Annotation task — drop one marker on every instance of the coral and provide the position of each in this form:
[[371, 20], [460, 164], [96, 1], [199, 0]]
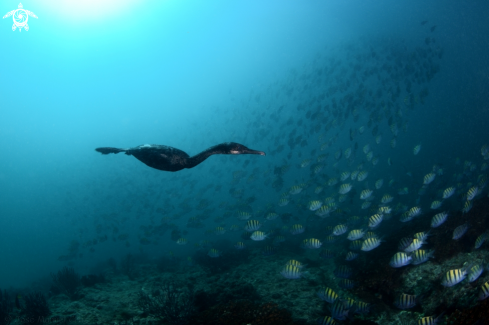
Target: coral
[[6, 308], [242, 312], [169, 302], [35, 309], [479, 314], [67, 281]]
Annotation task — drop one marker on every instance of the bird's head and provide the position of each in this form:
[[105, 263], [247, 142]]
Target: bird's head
[[238, 149]]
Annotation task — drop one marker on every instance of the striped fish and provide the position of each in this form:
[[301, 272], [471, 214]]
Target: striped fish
[[405, 301], [420, 256], [355, 234], [453, 277], [460, 231], [328, 295], [439, 219], [252, 225], [400, 259], [415, 244], [429, 320], [350, 256], [291, 272], [370, 244], [484, 293], [375, 220], [326, 320], [340, 230]]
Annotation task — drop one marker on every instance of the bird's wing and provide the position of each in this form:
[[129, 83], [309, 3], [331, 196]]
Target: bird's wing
[[9, 14], [30, 13]]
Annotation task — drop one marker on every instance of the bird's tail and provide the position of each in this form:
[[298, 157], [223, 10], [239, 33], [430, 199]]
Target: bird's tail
[[107, 150]]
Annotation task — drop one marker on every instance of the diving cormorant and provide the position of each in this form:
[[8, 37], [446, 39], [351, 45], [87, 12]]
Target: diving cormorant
[[173, 159]]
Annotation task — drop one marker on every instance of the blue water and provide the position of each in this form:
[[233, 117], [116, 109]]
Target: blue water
[[187, 74]]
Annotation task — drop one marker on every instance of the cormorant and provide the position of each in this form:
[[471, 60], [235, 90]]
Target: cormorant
[[173, 159]]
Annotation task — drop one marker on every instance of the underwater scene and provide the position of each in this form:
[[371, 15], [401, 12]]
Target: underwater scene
[[230, 162]]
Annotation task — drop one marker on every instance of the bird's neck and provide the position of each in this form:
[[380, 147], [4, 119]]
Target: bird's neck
[[197, 159]]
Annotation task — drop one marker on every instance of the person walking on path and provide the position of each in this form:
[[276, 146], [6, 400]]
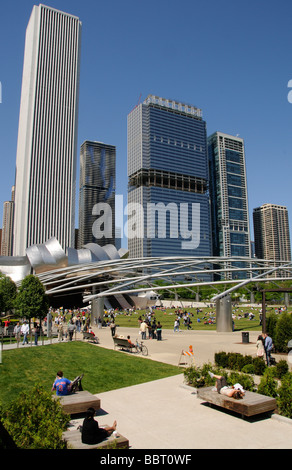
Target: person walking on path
[[260, 346], [268, 347], [25, 331], [159, 331]]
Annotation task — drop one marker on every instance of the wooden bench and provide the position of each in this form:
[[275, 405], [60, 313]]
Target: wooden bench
[[90, 337], [251, 404], [73, 439], [122, 343], [78, 402]]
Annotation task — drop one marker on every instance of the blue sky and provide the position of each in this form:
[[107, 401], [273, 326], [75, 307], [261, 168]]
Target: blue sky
[[232, 59]]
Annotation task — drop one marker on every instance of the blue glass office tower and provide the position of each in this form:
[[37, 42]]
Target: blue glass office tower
[[229, 202], [168, 198], [97, 194]]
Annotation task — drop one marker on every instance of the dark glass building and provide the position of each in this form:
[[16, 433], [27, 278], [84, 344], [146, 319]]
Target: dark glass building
[[97, 194], [229, 202], [168, 198]]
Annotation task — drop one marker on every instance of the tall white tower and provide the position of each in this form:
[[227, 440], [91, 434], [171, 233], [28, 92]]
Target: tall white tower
[[45, 183]]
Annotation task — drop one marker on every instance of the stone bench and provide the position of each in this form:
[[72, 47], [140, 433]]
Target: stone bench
[[122, 343], [78, 402], [251, 404], [73, 439]]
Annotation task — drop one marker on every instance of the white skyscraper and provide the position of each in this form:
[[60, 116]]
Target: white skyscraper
[[45, 182]]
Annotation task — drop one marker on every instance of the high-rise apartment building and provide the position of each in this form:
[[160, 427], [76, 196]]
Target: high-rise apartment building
[[271, 232], [229, 201], [7, 226], [168, 200], [45, 182], [97, 194]]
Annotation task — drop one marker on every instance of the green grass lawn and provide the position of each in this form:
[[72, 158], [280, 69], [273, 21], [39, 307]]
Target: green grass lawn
[[103, 369], [168, 315]]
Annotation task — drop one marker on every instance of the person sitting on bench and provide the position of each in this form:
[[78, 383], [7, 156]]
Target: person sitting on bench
[[236, 391], [62, 385], [91, 433]]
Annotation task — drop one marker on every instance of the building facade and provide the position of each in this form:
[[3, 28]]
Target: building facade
[[229, 200], [97, 194], [45, 183], [271, 232], [7, 226], [168, 199]]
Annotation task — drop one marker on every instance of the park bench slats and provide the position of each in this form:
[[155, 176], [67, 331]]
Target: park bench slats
[[73, 439], [78, 402], [251, 404]]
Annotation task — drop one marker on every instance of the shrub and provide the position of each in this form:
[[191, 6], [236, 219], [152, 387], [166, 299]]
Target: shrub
[[283, 332], [285, 396], [268, 385], [35, 421], [248, 369]]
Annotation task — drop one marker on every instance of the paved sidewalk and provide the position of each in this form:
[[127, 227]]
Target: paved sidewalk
[[166, 414]]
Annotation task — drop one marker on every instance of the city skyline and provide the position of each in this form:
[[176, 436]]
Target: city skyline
[[246, 94], [45, 176]]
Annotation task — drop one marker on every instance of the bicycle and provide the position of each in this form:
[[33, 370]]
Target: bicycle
[[141, 348]]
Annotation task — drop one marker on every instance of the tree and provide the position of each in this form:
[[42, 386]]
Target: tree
[[31, 300], [8, 291], [35, 421]]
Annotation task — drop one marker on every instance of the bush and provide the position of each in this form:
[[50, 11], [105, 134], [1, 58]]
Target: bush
[[248, 369], [283, 332], [285, 396], [36, 421], [268, 385]]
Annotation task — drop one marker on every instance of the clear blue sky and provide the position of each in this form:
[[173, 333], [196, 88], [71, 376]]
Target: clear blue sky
[[232, 59]]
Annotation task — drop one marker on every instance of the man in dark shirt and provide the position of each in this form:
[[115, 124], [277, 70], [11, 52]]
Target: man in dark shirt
[[91, 432]]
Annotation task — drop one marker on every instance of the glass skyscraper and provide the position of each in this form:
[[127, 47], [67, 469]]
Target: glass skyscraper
[[168, 198], [97, 194], [45, 183], [272, 234], [229, 202]]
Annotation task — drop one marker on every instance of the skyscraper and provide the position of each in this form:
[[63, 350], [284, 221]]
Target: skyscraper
[[271, 231], [168, 201], [7, 226], [229, 202], [97, 194], [45, 182]]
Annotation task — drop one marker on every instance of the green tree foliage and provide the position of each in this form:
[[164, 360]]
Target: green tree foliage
[[35, 420], [31, 300], [8, 293]]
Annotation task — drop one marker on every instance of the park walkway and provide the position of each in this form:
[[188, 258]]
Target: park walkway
[[166, 414]]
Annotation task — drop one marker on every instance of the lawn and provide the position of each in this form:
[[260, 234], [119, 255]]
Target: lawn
[[103, 369], [167, 316]]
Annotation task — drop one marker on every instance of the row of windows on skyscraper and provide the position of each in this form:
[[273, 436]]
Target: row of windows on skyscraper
[[193, 187]]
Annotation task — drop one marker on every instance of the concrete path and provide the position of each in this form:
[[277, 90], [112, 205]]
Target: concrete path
[[166, 414]]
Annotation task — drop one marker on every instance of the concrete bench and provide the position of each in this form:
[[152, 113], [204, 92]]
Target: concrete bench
[[78, 402], [90, 337], [73, 439], [251, 404], [122, 343]]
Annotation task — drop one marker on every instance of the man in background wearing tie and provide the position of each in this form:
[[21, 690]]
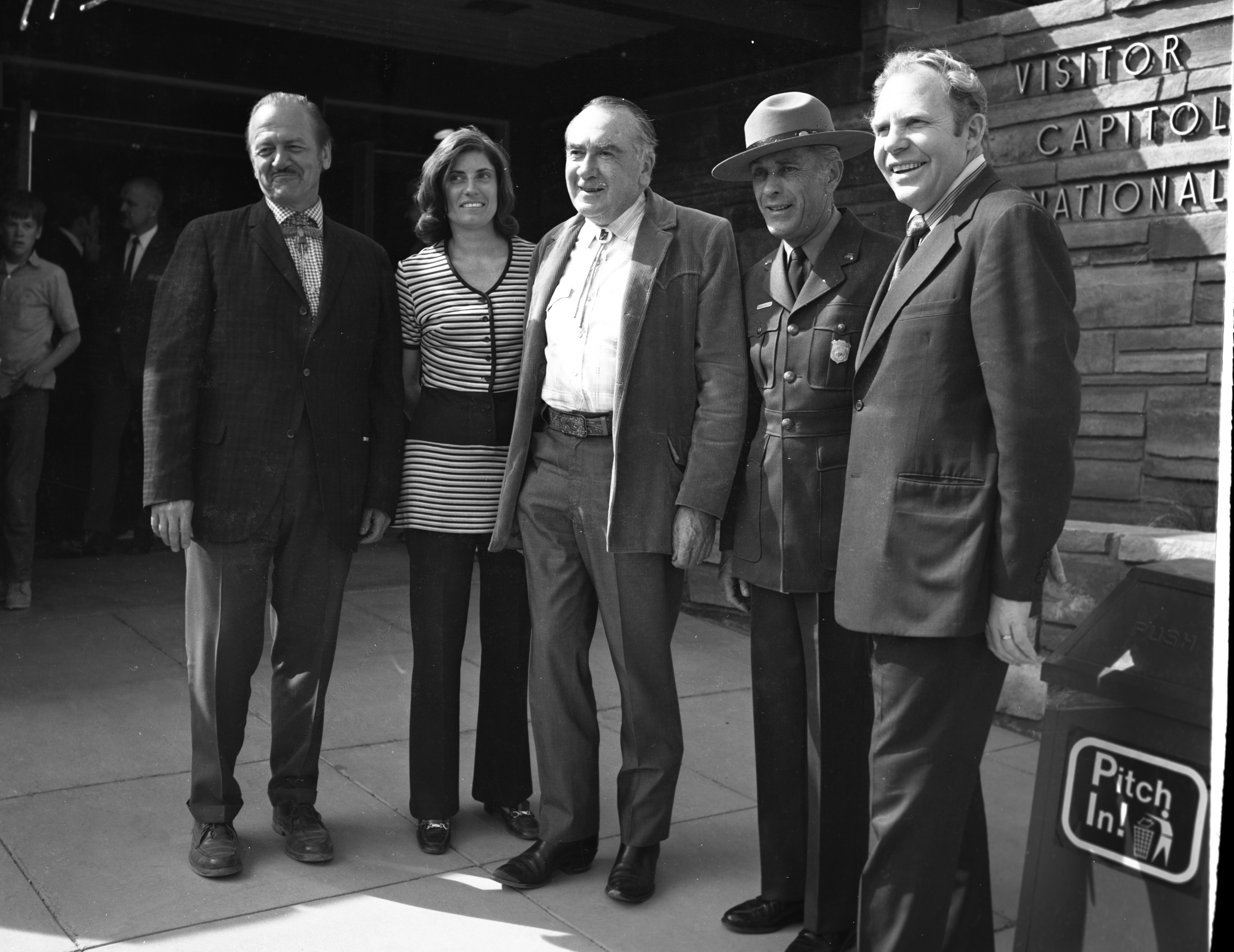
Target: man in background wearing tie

------------------------------------------------------------

- Problem to solve:
Would you give the records again exactly, dropping the pictures?

- Answer:
Annotation task — drop one marker on every instance of the coral and provide the position of each in this form:
[[371, 20], [460, 164], [96, 1], [199, 0]]
Target: coral
[[6, 308], [242, 312], [169, 302], [35, 309], [479, 314], [67, 281]]
Annotation task — drop one marker on every instance of the bird's head and provide the position of each in this form:
[[105, 263], [247, 142]]
Target: bird's head
[[238, 149]]
Annotation task — drop one marker on every instance of the striped fish and provide the position of each in this form:
[[301, 272], [471, 214]]
Target: striped fish
[[405, 301], [420, 256], [355, 234], [453, 277], [460, 231], [328, 295], [439, 219], [252, 225], [400, 259], [415, 244], [429, 320], [350, 256], [291, 272], [370, 244], [484, 293], [375, 220], [326, 320], [340, 230]]
Annotation task — drop one marker on every instance of the bird's wing and provide the position of each in this form:
[[129, 83], [309, 3], [331, 196]]
Target: bird's wing
[[9, 14], [30, 13]]
Annotation task — drop one marker on every instance of the bird's tail and provide the position of each in this form:
[[298, 157], [223, 10], [239, 33], [430, 199]]
Target: bird's tail
[[107, 150]]
Annotation task — drop one marker on every instance of the diving cormorant and provide the position of each in this form:
[[8, 37], [446, 39], [351, 45], [87, 12]]
Target: diving cormorant
[[173, 159]]
Annotation task — drop one marker on every instance of the blue water and provide the position of each in this form:
[[233, 117], [116, 109]]
Target: blue water
[[187, 74]]
Annotation task — drop one marker on every instance of the cormorant and provide the position of each in this form:
[[471, 60], [235, 90]]
Target: cormorant
[[173, 159]]
Annotation task — drop one marker on every instance of the underwater scene and provide the position of each in this form:
[[371, 15], [401, 12]]
Target: underwater scene
[[230, 162]]
Annotation task — drop one marker on every instance of the bird's neck and provide the position of each in this form:
[[380, 147], [4, 119]]
Target: bird's neck
[[197, 159]]
Annotation task — drop one marker on every instance of the person walking on path and provide the position of each in this form:
[[276, 146], [6, 400]]
Target: person walking on path
[[260, 346], [268, 347], [25, 331], [159, 331]]
Annotation task — drop one marker on every instance of the wooden bench and provide the position of each in this form:
[[275, 405], [60, 313]]
Target: wooden bench
[[90, 337], [251, 404], [73, 439], [122, 343], [78, 402]]
Annotation task — drop one marker on every instance of the blue sky and provide the position of each in this form:
[[107, 401], [273, 326], [75, 307], [261, 168]]
Target: blue sky
[[232, 59]]
Annotation task — drop one marker on every instance of the blue glass office tower and provide the position of each in this form:
[[37, 42]]
Target: blue glass office tower
[[229, 202], [168, 198], [97, 194]]
Annotation task — drop one marker on every instance of the dark glass building and provide the position of each in this form:
[[16, 433], [27, 278], [84, 344], [146, 319]]
Target: dark glass building
[[97, 194], [229, 202], [168, 198]]
Annotation task — drop one marker on every instance of the tall white tower and provide the position of each in this form:
[[227, 440], [91, 434], [171, 233], [28, 92]]
Target: tall white tower
[[45, 183]]
Annotation task — drop one marker on every instance of the stone bench and provide the position of each in this form:
[[72, 47], [140, 433]]
Target: stone bench
[[122, 343], [78, 402], [251, 404], [73, 439]]
Annotation task — drop one marker on every instance of the white skyscraper and provide the position of each in this form:
[[60, 116]]
Target: white skyscraper
[[45, 182]]
Annotation task — drop one marker on every instance of the high-rise apartment building and provide the position of each in this form:
[[160, 427], [76, 196]]
Target: high-rise apartment building
[[271, 232], [229, 201], [7, 226], [168, 200], [45, 182], [97, 194]]
Annotation task — drop one marker on every instance of the green grass lawn and provide the position of each in this form:
[[72, 158], [280, 69], [273, 21], [39, 307]]
Target: green grass lawn
[[103, 369], [168, 315]]
Annotation task — drop one marker on every instance of the person sitting on bench and provide the position of each in this form:
[[78, 383], [7, 156]]
Target: person sitting on bench
[[236, 391], [62, 385], [91, 433]]
Annotation task — drop one marker on every instance of the building facade and provide the position of each in this form:
[[3, 28]]
Target: building facade
[[229, 200], [97, 194], [45, 183], [271, 232], [7, 226], [168, 199]]
Annotation task — drop one marker on every instance of the park bench slats and provide the position of each in this form:
[[155, 176], [67, 331]]
Target: park bench slats
[[73, 439], [78, 402], [251, 404]]
Annotation task — drop one marker on every instance of the shrub and provide the position of each in this form:
[[191, 6], [236, 219], [152, 387], [166, 299]]
Target: shrub
[[283, 332], [285, 396], [268, 385], [35, 421], [248, 369]]
Annotation task — drop one marker on every instance of the paved sidewalk and provide the position of each in this form:
[[127, 227]]
Target: paved sidewalk
[[166, 414]]
Annotation task — drop one marker on every instance of the city skyline and provide the position of each in this form:
[[176, 436]]
Target: city skyline
[[246, 94], [45, 176]]
Annotation task — drop one marker on every instance of the bicycle and provide the position of each in this form:
[[33, 370]]
Target: bicycle
[[141, 348]]
Annotation task — drop one marker on every instance of the tree and provide the position of each in this form:
[[42, 386]]
Target: tree
[[31, 300], [8, 291], [35, 421]]
Annotation task — drop one marker on every instance of the bush and provide the position of each in this form:
[[50, 11], [105, 134], [1, 58]]
Target: bush
[[248, 369], [283, 332], [285, 396], [36, 421], [268, 385]]
Annotation task — drop one marker on every instance of the clear blue sky and provide the position of each in this form:
[[173, 333], [196, 88], [71, 376]]
Target: clear blue sky
[[232, 59]]
Annotation task — drop one marker on every instance of the man in dark shirt and provide the position of each in this form:
[[115, 124], [277, 70], [11, 52]]
Target: man in dark shirt
[[91, 432]]
Annotation task — drop one marker on every instance of the glass skyscraper and provide the position of each in this form:
[[127, 47], [67, 469]]
Target: glass skyscraper
[[168, 198], [97, 194], [45, 183], [272, 234], [229, 202]]
Annotation task — drop one marker on every instance of the skyscraper and provide the position of each in this form:
[[63, 350], [284, 221]]
Target: skyscraper
[[271, 231], [168, 201], [7, 226], [229, 202], [97, 194], [45, 182]]
Annotation task — drop one marker on every instance of the green tree foliage and provide the position of each in this form:
[[164, 360]]
Target: green tree foliage
[[35, 420], [31, 300], [8, 293]]
Annotation task — drop one marker on every instance of the park walkway and provide the position of each in this form:
[[188, 258]]
Target: park walkway
[[166, 414]]
Annotation task — drop one marker on every instance of the lawn and provide the position of each in this form:
[[260, 234], [119, 255]]
Target: lawn
[[103, 369], [167, 316]]
Annotation task — drop one marker on every instance of the row of windows on skyscraper and provide the position of each in this form:
[[273, 436]]
Target: row of windows on skyscraper
[[193, 187]]
Annotation task — drop one marker on every instance of the concrete path and provide the position of each in this form:
[[277, 90], [112, 205]]
Target: concrete path
[[166, 414]]
Annotation task — drop one marker on every instance of the concrete bench and provide the position of each in this form:
[[152, 113], [204, 92]]
Target: concrete bench
[[78, 402], [90, 337], [73, 439], [251, 404], [122, 343]]
Annotation task — drop one marker on every instance of the man in background wearing tie and provide the position of each in this form:
[[21, 690]]
Target: man in background wearing tie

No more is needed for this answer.